**Énoncé de la tâche**
Recopiez les lignes ci-dessous à l'identique, de la première à la dernière, sans rien omettre ni modifier.

--- Contenu des données ---

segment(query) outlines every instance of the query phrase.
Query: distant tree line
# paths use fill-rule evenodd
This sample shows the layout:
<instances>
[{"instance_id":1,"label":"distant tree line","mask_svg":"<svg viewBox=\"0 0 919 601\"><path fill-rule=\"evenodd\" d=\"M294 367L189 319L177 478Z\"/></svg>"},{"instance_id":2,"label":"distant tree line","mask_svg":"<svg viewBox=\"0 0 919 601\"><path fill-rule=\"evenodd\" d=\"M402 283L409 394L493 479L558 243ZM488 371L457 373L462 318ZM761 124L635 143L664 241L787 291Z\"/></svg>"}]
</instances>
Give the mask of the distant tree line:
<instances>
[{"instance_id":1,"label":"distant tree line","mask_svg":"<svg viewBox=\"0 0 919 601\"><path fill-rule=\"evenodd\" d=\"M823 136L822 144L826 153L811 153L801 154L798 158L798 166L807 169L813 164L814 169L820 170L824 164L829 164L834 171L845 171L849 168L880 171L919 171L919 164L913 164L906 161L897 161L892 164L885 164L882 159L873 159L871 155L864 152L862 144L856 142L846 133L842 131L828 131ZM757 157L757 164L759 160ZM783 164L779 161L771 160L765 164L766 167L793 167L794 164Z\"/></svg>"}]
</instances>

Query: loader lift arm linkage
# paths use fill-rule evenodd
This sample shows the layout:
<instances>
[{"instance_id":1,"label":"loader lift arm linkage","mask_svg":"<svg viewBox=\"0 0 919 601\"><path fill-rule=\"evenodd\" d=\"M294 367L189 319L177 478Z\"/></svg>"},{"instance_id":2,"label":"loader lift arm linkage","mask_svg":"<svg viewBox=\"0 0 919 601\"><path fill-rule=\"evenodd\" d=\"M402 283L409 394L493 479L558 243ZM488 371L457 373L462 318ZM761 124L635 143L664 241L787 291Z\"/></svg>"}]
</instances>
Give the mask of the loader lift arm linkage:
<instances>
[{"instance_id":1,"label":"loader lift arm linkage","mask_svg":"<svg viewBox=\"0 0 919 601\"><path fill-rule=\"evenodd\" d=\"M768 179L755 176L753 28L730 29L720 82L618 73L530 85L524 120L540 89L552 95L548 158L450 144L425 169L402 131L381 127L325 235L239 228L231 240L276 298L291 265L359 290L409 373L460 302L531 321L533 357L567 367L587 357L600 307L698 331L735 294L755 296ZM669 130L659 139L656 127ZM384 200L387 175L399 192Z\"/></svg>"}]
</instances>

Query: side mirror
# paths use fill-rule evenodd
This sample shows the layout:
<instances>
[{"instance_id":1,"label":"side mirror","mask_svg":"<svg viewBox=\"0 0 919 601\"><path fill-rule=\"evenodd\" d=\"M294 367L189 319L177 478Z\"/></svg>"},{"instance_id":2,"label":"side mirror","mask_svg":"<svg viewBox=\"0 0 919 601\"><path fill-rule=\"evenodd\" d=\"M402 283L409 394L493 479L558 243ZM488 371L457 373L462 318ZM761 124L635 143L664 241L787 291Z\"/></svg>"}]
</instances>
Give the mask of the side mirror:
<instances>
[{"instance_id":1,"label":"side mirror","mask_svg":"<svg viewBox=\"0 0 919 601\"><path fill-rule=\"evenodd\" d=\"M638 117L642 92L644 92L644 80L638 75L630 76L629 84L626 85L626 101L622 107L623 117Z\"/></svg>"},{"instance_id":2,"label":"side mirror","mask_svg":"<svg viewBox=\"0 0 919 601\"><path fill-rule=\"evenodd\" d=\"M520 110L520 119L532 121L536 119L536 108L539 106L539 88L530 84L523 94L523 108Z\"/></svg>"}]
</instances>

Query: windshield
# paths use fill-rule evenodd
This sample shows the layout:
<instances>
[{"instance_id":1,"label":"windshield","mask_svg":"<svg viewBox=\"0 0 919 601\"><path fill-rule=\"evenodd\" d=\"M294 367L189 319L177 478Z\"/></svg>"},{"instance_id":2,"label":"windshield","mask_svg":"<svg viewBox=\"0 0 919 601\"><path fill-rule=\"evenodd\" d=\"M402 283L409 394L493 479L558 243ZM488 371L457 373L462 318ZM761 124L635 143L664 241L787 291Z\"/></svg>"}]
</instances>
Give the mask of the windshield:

---

**Réponse attendue**
segment(query) outlines every instance of the query phrase.
Query: distant tree line
# paths use fill-rule evenodd
This sample shows the layout:
<instances>
[{"instance_id":1,"label":"distant tree line","mask_svg":"<svg viewBox=\"0 0 919 601\"><path fill-rule=\"evenodd\" d=\"M294 367L189 319L177 478Z\"/></svg>"},{"instance_id":2,"label":"distant tree line","mask_svg":"<svg viewBox=\"0 0 919 601\"><path fill-rule=\"evenodd\" d=\"M402 283L409 394L493 479L558 243ZM488 371L457 373L462 318ZM761 124L635 143L664 241L787 291Z\"/></svg>"}]
</instances>
Give the mask of the distant tree line:
<instances>
[{"instance_id":1,"label":"distant tree line","mask_svg":"<svg viewBox=\"0 0 919 601\"><path fill-rule=\"evenodd\" d=\"M823 136L822 144L826 153L811 153L801 154L798 158L798 166L807 169L813 164L814 169L820 170L824 164L829 164L834 171L845 171L849 168L880 171L919 171L919 164L913 164L906 161L897 161L892 164L885 164L882 159L873 159L871 155L864 152L862 144L856 142L846 133L842 131L828 131ZM757 157L757 164L759 160ZM783 164L779 161L771 160L765 164L766 167L793 167L794 164Z\"/></svg>"}]
</instances>

Query: loader lift arm linkage
# paths use fill-rule evenodd
This sample shows the layout:
<instances>
[{"instance_id":1,"label":"loader lift arm linkage","mask_svg":"<svg viewBox=\"0 0 919 601\"><path fill-rule=\"evenodd\" d=\"M294 367L189 319L177 478Z\"/></svg>"},{"instance_id":2,"label":"loader lift arm linkage","mask_svg":"<svg viewBox=\"0 0 919 601\"><path fill-rule=\"evenodd\" d=\"M402 283L409 394L493 479L558 243ZM488 371L457 373L462 318ZM761 124L635 143L664 241L787 291Z\"/></svg>"}]
</instances>
Give the mask of the loader lift arm linkage:
<instances>
[{"instance_id":1,"label":"loader lift arm linkage","mask_svg":"<svg viewBox=\"0 0 919 601\"><path fill-rule=\"evenodd\" d=\"M768 179L755 176L753 28L730 29L720 82L618 73L530 85L524 120L540 89L552 95L548 158L450 144L425 169L402 131L381 127L325 235L239 228L231 240L276 298L291 265L359 290L409 373L460 302L531 321L533 357L567 367L587 357L600 307L698 331L735 294L755 296ZM669 130L659 139L656 127ZM384 200L387 175L399 192Z\"/></svg>"}]
</instances>

Query: side mirror
# paths use fill-rule evenodd
This sample shows the layout:
<instances>
[{"instance_id":1,"label":"side mirror","mask_svg":"<svg viewBox=\"0 0 919 601\"><path fill-rule=\"evenodd\" d=\"M294 367L189 319L177 478Z\"/></svg>"},{"instance_id":2,"label":"side mirror","mask_svg":"<svg viewBox=\"0 0 919 601\"><path fill-rule=\"evenodd\" d=\"M402 283L409 394L493 479L558 243ZM488 371L457 373L462 318ZM761 124L635 143L664 241L787 291Z\"/></svg>"}]
</instances>
Give the mask of the side mirror:
<instances>
[{"instance_id":1,"label":"side mirror","mask_svg":"<svg viewBox=\"0 0 919 601\"><path fill-rule=\"evenodd\" d=\"M638 117L642 92L644 92L644 80L638 75L630 76L629 84L626 85L626 101L622 107L623 117Z\"/></svg>"},{"instance_id":2,"label":"side mirror","mask_svg":"<svg viewBox=\"0 0 919 601\"><path fill-rule=\"evenodd\" d=\"M520 110L520 119L532 121L536 119L536 108L539 106L539 88L530 84L523 94L523 108Z\"/></svg>"}]
</instances>

Query: windshield
# paths use fill-rule evenodd
This sample shows the layout:
<instances>
[{"instance_id":1,"label":"windshield","mask_svg":"<svg viewBox=\"0 0 919 601\"><path fill-rule=\"evenodd\" d=\"M294 367L189 319L177 478Z\"/></svg>"},{"instance_id":2,"label":"windshield","mask_svg":"<svg viewBox=\"0 0 919 601\"><path fill-rule=\"evenodd\" d=\"M402 283L409 394L493 479L558 243ZM488 371L457 373L462 318ZM761 124L635 143L664 241L787 291Z\"/></svg>"}]
</instances>
Give the mask of the windshield:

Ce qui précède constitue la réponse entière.